───── Source material
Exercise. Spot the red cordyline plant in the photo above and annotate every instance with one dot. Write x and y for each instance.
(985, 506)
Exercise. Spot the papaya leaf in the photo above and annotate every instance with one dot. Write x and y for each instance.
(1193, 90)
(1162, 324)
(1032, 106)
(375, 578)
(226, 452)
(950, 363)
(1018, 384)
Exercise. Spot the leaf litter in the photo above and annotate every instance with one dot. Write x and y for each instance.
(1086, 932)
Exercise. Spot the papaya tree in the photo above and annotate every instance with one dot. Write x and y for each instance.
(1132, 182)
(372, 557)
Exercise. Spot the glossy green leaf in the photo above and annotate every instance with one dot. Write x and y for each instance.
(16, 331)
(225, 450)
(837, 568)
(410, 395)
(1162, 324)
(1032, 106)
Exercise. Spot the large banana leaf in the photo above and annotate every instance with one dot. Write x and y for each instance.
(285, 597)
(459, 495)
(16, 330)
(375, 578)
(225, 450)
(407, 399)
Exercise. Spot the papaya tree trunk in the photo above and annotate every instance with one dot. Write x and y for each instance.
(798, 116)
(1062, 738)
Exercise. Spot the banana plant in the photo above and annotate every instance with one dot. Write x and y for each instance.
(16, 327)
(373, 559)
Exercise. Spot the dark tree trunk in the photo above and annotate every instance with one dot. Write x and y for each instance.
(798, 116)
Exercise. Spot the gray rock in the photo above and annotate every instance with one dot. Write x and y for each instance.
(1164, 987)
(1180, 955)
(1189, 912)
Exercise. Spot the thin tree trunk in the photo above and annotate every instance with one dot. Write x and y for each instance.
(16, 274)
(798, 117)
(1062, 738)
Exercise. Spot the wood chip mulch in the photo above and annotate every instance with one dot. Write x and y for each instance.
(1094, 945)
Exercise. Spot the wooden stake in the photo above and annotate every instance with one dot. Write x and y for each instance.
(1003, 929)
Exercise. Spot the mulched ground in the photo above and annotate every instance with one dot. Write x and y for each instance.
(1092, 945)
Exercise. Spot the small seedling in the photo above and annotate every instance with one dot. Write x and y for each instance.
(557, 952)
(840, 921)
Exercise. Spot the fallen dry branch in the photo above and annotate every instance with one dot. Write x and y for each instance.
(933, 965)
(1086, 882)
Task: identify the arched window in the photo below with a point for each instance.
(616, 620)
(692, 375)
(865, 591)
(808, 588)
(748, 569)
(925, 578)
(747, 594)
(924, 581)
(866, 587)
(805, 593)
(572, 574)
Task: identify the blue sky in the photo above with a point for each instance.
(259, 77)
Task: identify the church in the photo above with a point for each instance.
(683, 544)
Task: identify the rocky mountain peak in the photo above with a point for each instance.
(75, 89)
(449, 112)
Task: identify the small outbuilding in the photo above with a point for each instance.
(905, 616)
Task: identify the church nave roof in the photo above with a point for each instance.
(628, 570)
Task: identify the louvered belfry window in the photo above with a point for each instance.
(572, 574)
──────────
### The problem
All of the entries need to be reproduced exactly; please write them out.

### Exercise result
Exercise. Spot the red cordyline plant in the photo above and annotate every instance with one dot. Write x and y for each instance.
(985, 506)
Exercise. Spot the papaya leaf in the photo above and annotate every instance with one dot. Write x and y for each instance.
(1193, 90)
(1162, 324)
(1032, 106)
(375, 578)
(226, 452)
(950, 363)
(1018, 384)
Exercise. Spot the leaf litter in the photo above and annotate every instance with one dot. Write x and y for each instance.
(1086, 932)
Exercise. Spot the papaya tree in the photo above and annotate every instance with one dot. Write x and y for each instance.
(1132, 182)
(372, 557)
Exercise. Spot the glossy green leaf in the photo above and annotate every instance with one dot. Write x and y for each instance.
(16, 331)
(225, 450)
(837, 568)
(410, 395)
(1162, 324)
(1032, 106)
Exercise. Spot the large banana leaf in the photo above and annotate every instance with one dot. Write x and y for each instance.
(285, 597)
(459, 495)
(16, 330)
(375, 578)
(225, 450)
(407, 399)
Exercise. Spot the papaya tree trunk in the photo above and annotate every instance with one dot. Write x and y for each instance.
(798, 116)
(1062, 738)
Exercise. Spot the banana plant in the photo above and annotate every instance with one dot. Write x and y for each instance.
(16, 327)
(373, 559)
Exercise. Spot the dark tree trunk in the photo above and annotate every instance with one dot. Write x and y for each instance.
(798, 116)
Exercise. Spot the gray rock in the photo above and annotate every instance with one dot. Write x and y for each instance.
(1164, 987)
(1180, 955)
(1189, 912)
Exercise. Spot the thin tree trunk in the photo above and annotate every instance with one dot. Write x and y for each instance.
(16, 274)
(798, 117)
(1062, 738)
Exercise. Spot the wood chip mulch in the photo above and annotate every instance with one dot. Write x and y for each instance.
(1094, 945)
Exercise. Spot the wooden stake in the photo above and annotate every instance with one dot. Write x and y for each instance.
(1003, 929)
Exercise. Spot the mulched ground in the photo above and annotate every instance with one dot. Write x and y for each instance.
(1092, 945)
Exercise. Spot the small seedling in the photo above and annotate every instance with one dot. Write x and y for each instance.
(557, 952)
(840, 921)
Exercise. Spot the fallen dry branch in the photo above and annotate every instance with one dot. Write x and y for each instance.
(933, 965)
(1086, 882)
Task: identify the arched window in the photo below with a point for each instance.
(616, 620)
(692, 375)
(865, 591)
(808, 588)
(748, 569)
(925, 578)
(747, 594)
(924, 581)
(866, 587)
(805, 593)
(572, 574)
Task: identify the blue sky in the photo above with a point for each instance.
(259, 77)
Task: identify the church in the photo above with a point for each instance.
(683, 544)
Task: identify the rocky mountain peak in the photo above with a point for each instance.
(75, 89)
(449, 112)
Task: identify the small outbuilding in the photo above with a point for each instance.
(905, 616)
Task: identify the church nave roof in the photo above with a point for each instance.
(628, 570)
Task: identify the louvered belfry window in the photo above with a point for each instance.
(572, 574)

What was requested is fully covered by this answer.